DATA TO EXAMINE:

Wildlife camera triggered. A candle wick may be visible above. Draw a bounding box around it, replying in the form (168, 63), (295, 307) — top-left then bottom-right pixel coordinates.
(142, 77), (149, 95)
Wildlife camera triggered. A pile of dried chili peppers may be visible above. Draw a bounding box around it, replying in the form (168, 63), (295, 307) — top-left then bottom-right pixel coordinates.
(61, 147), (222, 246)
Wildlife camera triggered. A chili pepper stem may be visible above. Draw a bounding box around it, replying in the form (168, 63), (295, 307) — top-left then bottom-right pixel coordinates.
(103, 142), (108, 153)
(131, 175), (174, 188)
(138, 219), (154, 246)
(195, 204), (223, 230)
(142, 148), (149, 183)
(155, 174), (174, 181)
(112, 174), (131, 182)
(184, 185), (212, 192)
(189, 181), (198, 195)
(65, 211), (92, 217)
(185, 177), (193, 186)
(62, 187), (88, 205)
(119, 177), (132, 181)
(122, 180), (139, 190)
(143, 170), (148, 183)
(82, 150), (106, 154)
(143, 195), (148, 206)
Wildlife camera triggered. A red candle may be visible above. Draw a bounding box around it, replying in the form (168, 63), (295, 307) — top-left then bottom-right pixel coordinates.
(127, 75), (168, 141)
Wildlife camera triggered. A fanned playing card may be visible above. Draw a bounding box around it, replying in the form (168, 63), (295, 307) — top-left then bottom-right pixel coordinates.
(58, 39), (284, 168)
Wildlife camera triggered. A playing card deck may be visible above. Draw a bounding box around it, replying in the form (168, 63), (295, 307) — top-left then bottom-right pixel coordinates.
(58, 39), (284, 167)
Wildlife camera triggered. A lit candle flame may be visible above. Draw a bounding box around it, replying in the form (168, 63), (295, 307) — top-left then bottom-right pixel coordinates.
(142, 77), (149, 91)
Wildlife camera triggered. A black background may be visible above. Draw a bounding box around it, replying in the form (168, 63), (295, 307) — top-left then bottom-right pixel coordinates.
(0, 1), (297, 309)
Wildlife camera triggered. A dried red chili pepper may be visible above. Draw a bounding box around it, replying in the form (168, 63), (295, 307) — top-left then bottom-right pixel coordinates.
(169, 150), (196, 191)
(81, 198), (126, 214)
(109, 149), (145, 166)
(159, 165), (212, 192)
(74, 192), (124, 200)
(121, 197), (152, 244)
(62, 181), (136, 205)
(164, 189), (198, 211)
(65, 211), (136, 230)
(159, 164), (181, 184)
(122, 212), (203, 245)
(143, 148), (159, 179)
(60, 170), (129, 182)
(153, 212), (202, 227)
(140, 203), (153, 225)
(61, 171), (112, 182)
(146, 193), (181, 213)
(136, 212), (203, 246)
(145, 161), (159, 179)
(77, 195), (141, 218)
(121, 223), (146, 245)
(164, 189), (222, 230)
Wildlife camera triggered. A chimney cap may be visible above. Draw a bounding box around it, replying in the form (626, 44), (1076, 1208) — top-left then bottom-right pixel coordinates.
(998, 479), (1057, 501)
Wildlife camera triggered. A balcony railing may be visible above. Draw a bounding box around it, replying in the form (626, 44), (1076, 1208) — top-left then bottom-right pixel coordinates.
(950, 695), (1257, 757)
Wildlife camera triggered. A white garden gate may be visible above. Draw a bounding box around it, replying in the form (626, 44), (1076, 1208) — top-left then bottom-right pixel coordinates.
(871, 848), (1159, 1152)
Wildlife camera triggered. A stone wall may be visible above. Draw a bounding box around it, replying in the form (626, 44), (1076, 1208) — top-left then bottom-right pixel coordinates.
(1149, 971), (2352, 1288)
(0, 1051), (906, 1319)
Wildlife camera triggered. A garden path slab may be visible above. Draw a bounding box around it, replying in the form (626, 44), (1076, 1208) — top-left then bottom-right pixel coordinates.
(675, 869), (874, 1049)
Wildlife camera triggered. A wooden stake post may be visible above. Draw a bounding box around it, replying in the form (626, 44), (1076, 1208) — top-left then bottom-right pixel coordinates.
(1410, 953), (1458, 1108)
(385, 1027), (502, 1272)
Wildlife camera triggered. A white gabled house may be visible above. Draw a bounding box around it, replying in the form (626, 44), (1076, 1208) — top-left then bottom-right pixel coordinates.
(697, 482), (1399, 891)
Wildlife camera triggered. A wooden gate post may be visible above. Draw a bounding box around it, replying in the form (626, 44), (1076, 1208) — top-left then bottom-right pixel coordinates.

WHAT THE EXERCISE ASKS: The answer should consist of the full listing, repeated exactly.

ANSWER SECTION:
Wildlife camera triggered. A candle wick may be visible above. Draw a bounding box around it, replying in the form (168, 63), (295, 307) — top-left then bottom-right pixel coordinates.
(142, 77), (149, 95)
Wildlife camera triggered. A pile of dried chili peppers may be visible above. Draw a bounding box around it, replying in the form (168, 63), (295, 307) — top-left then bottom-right pixel coordinates.
(61, 147), (222, 246)
Wildlife camera triggered. A chili pepper stem may be visible above. Draw a bounding box around it, replying in the form (168, 63), (295, 307) — top-left then bottom-right pixel coordinates.
(103, 142), (108, 153)
(131, 175), (174, 188)
(138, 219), (154, 246)
(195, 204), (223, 230)
(142, 148), (149, 183)
(155, 174), (174, 181)
(112, 174), (131, 182)
(184, 185), (212, 192)
(189, 181), (198, 195)
(65, 211), (92, 217)
(185, 177), (193, 186)
(62, 187), (88, 205)
(119, 177), (132, 181)
(122, 180), (139, 190)
(143, 170), (148, 183)
(82, 150), (106, 154)
(143, 195), (148, 206)
Wildlife camera triggered. A red candle may be visible above. Draw a bounding box around it, replying in the form (168, 63), (295, 307) — top-left then bottom-right pixel coordinates.
(127, 75), (168, 141)
Wildlife camera triggered. A fanned playing card may be visible above. Draw a bounding box around it, replying in the form (168, 63), (295, 307) — top-left then bottom-right pixel coordinates.
(58, 39), (284, 168)
Wildlife camera triggered. A playing card deck may be visible above. Draw a bounding box around it, replying in the form (168, 63), (295, 307) — top-left then bottom-right pixel coordinates.
(58, 39), (284, 167)
Wildlife camera triggered. A lit candle flame may be visible above. Draw a bounding box around it, replying in the form (168, 63), (295, 307) — top-left then bottom-right pixel coordinates.
(142, 77), (149, 91)
Wildlife camera triggered. A black background may be visible above. Draw a bounding box around it, replying in the form (168, 63), (295, 307) — top-left then bottom-right pixel coordinates.
(0, 1), (297, 309)
Wildlife camera triggered. A dried red chili pepper may be visible above. Draw a bounding box around it, replying in the form (168, 63), (295, 307) — top-left then bottom-right pixel coordinates.
(169, 150), (196, 191)
(81, 198), (126, 214)
(109, 149), (145, 166)
(159, 165), (212, 192)
(74, 192), (124, 200)
(121, 197), (152, 244)
(62, 181), (136, 205)
(164, 189), (198, 211)
(65, 211), (136, 230)
(159, 164), (181, 184)
(122, 212), (203, 245)
(143, 148), (159, 179)
(60, 170), (129, 182)
(153, 212), (202, 227)
(140, 203), (153, 225)
(61, 171), (112, 182)
(146, 193), (181, 213)
(136, 212), (203, 246)
(145, 161), (159, 179)
(77, 195), (141, 218)
(121, 223), (146, 245)
(164, 189), (222, 230)
Wildlife camera triggered. A chimney cap may be visible above. Draw a bounding box around it, replying in the form (626, 44), (1076, 1208) — top-left then bottom-right pixel coordinates.
(998, 479), (1057, 501)
Wildlife camera triggered. A balcony railing may be visible above. Draw a bounding box around it, replying in the form (626, 44), (1076, 1208) — top-left then bottom-right pixel coordinates.
(950, 695), (1257, 757)
Wildlife camera triggered. A white garden gate may be visible above. Draw a bounding box around it, replying in the form (626, 44), (1076, 1208) — top-left then bottom-right pixel coordinates.
(871, 848), (1159, 1152)
Wildlife camera triggered. A stone wall may be visible above. Draw a bounding box around it, replying in the form (626, 44), (1076, 1208) — top-left then bottom-right pixel coordinates.
(1149, 971), (2352, 1288)
(0, 1051), (906, 1319)
Wildlife camera triggered. A garden path slab may be visible above. Draw a bounding box around it, replying in the form (626, 44), (1076, 1208) — top-left then bottom-right pixel coordinates.
(675, 869), (874, 1049)
Wildlife camera triggered. A wooden stake post may be visible above. Draw a bounding box around it, replying in the form (626, 44), (1076, 1208) — top-left then bottom-right pixel coordinates.
(1410, 953), (1458, 1108)
(385, 1027), (502, 1272)
Wildlife camera triggered. A white gabled house may be visible above. Draw a bounding box around it, replying in the form (626, 44), (1076, 1208) — top-left then bottom-right pixel coordinates.
(697, 482), (1399, 891)
Wildlife camera triggered. A wooden gate post may be visible above. Draw a bounding box around it, replying in the form (626, 44), (1076, 1208) — top-left then bottom-right pixel coordinates.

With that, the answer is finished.